**TASK REQUIREMENTS:** Beginning with the line that contains "Identify a point for each instance of the blue sky", extract each line through the end of the listing below, with no additions or omissions.
* * * * * * *
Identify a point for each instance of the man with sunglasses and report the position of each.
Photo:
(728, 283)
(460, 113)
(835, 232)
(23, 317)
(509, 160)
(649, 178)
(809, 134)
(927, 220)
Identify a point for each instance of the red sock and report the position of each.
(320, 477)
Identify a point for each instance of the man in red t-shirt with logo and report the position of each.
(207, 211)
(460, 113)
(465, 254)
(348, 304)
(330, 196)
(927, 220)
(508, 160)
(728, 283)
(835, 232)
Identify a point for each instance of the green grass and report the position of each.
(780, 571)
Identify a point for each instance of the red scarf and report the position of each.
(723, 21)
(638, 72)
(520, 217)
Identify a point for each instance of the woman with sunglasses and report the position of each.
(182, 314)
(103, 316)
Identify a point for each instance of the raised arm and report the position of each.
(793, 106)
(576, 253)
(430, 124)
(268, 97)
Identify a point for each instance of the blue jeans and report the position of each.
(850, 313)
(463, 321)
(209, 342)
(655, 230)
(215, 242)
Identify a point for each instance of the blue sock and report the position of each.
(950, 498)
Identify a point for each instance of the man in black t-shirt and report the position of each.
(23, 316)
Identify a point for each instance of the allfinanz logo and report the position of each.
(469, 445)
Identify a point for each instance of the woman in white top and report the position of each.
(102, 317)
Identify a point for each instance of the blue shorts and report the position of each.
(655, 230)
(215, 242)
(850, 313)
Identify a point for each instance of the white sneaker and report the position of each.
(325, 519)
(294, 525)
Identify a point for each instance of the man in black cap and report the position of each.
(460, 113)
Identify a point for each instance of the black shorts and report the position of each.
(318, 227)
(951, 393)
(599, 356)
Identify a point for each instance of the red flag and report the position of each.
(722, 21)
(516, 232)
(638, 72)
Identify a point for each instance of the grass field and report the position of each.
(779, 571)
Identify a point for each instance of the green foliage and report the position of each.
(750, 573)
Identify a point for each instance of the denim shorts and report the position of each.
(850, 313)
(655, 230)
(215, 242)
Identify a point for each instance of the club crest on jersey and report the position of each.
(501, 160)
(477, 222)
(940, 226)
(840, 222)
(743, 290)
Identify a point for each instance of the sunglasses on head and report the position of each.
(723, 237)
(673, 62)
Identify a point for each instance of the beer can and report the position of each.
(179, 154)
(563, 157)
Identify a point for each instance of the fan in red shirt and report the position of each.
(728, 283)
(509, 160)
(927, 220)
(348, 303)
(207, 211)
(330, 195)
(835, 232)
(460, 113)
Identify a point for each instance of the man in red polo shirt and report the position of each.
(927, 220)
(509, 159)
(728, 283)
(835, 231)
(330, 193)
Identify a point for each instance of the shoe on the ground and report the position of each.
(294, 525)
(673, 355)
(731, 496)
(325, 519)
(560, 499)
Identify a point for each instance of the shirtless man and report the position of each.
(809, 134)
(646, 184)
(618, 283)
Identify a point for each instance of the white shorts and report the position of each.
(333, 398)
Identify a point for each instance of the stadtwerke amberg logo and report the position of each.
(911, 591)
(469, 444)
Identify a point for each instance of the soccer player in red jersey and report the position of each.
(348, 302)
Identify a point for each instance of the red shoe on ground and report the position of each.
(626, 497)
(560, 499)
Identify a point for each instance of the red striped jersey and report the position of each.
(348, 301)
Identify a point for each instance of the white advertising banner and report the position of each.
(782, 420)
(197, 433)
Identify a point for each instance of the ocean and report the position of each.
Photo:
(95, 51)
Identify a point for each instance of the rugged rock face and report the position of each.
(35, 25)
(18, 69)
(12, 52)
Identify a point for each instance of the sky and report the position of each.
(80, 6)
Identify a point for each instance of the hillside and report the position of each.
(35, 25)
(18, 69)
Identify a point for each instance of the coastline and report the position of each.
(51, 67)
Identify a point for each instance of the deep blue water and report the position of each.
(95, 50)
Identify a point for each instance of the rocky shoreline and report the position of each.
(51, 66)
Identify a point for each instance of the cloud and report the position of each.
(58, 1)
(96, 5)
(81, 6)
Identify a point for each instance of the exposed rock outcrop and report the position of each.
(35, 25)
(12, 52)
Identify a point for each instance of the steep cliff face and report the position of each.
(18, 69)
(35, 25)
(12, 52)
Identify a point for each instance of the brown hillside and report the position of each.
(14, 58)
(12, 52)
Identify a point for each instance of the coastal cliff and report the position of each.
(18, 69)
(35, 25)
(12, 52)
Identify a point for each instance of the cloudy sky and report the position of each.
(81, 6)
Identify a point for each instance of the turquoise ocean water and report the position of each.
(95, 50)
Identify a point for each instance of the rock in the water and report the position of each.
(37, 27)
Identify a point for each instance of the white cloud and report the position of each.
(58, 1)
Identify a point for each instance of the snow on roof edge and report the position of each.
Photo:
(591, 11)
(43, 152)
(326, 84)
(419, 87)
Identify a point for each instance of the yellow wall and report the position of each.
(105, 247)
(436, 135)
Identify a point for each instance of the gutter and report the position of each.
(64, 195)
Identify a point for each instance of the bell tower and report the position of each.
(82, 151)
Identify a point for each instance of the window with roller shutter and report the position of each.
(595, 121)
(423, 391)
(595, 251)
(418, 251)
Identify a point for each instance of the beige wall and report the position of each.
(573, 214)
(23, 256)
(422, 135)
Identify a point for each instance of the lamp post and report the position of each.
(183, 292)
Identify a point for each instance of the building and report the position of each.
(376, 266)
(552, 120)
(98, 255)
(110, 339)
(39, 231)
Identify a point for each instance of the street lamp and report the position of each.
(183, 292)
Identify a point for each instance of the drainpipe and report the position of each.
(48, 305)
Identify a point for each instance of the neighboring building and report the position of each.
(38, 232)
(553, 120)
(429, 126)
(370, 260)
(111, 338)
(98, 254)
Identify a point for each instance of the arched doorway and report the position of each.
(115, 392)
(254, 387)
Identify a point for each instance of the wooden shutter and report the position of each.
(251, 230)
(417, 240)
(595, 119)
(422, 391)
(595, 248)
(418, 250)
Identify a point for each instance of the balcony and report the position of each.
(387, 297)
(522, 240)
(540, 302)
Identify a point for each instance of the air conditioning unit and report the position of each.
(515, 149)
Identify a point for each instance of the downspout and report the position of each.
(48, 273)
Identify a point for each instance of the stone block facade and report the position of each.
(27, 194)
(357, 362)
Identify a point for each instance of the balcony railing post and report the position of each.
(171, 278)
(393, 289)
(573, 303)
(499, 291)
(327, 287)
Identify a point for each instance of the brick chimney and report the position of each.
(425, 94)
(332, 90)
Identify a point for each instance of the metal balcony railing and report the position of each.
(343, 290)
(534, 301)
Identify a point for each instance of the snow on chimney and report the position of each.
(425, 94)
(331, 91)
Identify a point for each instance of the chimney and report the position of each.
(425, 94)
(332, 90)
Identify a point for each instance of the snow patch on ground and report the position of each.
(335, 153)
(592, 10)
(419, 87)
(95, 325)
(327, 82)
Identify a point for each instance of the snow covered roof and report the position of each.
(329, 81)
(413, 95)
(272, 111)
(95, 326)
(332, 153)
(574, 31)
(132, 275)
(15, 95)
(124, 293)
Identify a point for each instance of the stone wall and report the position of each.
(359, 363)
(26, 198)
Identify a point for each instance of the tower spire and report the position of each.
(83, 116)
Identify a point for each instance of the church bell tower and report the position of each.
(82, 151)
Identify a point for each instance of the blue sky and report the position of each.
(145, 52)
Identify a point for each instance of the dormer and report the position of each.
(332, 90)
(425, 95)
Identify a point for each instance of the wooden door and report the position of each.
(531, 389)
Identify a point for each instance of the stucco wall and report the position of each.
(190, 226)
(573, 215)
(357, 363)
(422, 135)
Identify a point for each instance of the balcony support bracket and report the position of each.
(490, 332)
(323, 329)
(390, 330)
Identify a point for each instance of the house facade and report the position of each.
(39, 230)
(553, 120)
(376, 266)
* * * * * * *
**RESULT OF THE TASK:**
Identify a point for each instance of the blue sky and report the position of each.
(145, 52)
Identify a point for each instance of the dormer and report the position of each.
(332, 90)
(425, 95)
Identify a point for each instance of the wooden door and report the position of each.
(531, 389)
Identify a point for each instance of the stucco wall and report the position of each.
(190, 226)
(573, 215)
(357, 363)
(422, 135)
Identify a point for each instance of the balcony support bracket and report the position of each.
(490, 332)
(323, 329)
(390, 330)
Identify a point for each instance of the house facade and report the position of each.
(39, 230)
(553, 120)
(376, 266)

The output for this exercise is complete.